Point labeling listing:
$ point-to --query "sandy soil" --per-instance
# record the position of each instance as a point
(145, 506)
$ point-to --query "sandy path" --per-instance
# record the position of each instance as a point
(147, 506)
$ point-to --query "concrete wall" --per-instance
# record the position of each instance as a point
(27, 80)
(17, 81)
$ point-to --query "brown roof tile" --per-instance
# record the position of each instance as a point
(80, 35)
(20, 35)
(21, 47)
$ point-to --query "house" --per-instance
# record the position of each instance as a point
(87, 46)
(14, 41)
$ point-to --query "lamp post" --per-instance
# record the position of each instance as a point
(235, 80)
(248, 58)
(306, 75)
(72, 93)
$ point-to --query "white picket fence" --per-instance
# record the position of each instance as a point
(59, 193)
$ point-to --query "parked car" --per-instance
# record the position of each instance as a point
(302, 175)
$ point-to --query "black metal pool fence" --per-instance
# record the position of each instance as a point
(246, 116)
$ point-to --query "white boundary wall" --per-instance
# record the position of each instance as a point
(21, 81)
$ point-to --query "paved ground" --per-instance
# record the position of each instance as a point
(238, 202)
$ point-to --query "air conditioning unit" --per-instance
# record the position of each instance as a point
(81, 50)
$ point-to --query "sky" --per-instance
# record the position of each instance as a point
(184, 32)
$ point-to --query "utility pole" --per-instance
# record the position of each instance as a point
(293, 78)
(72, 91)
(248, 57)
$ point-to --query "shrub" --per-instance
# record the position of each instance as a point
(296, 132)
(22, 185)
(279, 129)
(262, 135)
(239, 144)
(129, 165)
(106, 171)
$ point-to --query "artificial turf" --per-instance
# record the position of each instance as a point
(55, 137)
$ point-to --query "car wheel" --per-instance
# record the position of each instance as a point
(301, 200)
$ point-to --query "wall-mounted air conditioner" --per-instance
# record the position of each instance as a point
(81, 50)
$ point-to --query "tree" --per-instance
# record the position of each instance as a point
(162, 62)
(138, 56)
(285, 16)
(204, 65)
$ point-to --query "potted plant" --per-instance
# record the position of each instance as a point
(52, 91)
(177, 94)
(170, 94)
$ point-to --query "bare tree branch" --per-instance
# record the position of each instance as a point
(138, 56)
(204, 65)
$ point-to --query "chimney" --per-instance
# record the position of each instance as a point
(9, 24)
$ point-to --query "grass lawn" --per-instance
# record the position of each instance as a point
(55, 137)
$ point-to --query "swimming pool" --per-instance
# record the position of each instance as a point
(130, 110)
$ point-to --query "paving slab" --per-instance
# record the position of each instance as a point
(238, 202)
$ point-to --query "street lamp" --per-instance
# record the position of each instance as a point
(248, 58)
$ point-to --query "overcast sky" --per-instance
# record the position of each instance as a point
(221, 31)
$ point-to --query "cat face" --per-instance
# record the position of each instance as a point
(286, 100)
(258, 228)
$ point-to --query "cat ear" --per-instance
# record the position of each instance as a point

### TASK TO CARRY OUT:
How many lines in the listing above contain the string "lamp"? Reply with the number alone.

### SOLUTION TO THIS TASK:
2